Starting from the line in which "Identify each instance of the sunset" appears, output every line down to the last line of the data below, exactly and without anything more.
↓
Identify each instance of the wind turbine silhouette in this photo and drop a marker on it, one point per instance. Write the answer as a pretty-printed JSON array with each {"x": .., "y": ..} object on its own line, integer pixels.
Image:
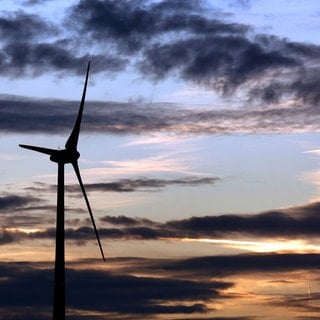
[{"x": 68, "y": 155}]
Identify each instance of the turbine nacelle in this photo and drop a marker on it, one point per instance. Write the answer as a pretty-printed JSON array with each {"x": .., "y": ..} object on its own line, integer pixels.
[{"x": 65, "y": 156}]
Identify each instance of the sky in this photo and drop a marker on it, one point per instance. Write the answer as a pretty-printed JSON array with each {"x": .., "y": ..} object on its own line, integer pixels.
[{"x": 200, "y": 154}]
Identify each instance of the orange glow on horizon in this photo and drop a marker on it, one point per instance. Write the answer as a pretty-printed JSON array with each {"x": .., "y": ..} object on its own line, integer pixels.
[{"x": 278, "y": 245}]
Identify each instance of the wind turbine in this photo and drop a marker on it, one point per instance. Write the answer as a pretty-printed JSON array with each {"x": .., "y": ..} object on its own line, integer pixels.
[{"x": 68, "y": 155}]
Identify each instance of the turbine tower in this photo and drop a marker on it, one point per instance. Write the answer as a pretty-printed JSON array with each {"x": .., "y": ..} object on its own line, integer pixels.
[{"x": 68, "y": 155}]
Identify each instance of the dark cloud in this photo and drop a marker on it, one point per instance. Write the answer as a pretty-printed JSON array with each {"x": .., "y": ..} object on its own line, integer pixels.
[
  {"x": 21, "y": 27},
  {"x": 56, "y": 57},
  {"x": 198, "y": 45},
  {"x": 57, "y": 116},
  {"x": 289, "y": 224},
  {"x": 185, "y": 39},
  {"x": 128, "y": 185},
  {"x": 143, "y": 184},
  {"x": 247, "y": 263},
  {"x": 99, "y": 291},
  {"x": 10, "y": 201}
]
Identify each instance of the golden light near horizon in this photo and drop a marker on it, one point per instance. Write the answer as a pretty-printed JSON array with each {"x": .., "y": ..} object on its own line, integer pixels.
[{"x": 277, "y": 245}]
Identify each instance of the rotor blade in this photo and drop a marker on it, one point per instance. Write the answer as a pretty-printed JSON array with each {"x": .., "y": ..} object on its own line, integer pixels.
[
  {"x": 39, "y": 149},
  {"x": 77, "y": 171},
  {"x": 72, "y": 141}
]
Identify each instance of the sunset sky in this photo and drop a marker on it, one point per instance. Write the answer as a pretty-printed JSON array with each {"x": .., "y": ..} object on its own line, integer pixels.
[{"x": 200, "y": 153}]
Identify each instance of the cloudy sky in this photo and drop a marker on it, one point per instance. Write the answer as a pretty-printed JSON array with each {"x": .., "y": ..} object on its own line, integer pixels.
[{"x": 200, "y": 152}]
↑
• **Expected output**:
Identify each instance of the sunset sky in this photo and drop a marker on it, one point per instance. Write the answer as a pretty-printed JSON array with each {"x": .., "y": ..} object on its own line, integer pixels.
[{"x": 200, "y": 153}]
Identify each instance of the cloudy sky in this photo and drop a marker on it, one point per instance. Write the answer as a pretty-printed JSON array with each {"x": .., "y": ..} object on its own line, integer pixels.
[{"x": 200, "y": 152}]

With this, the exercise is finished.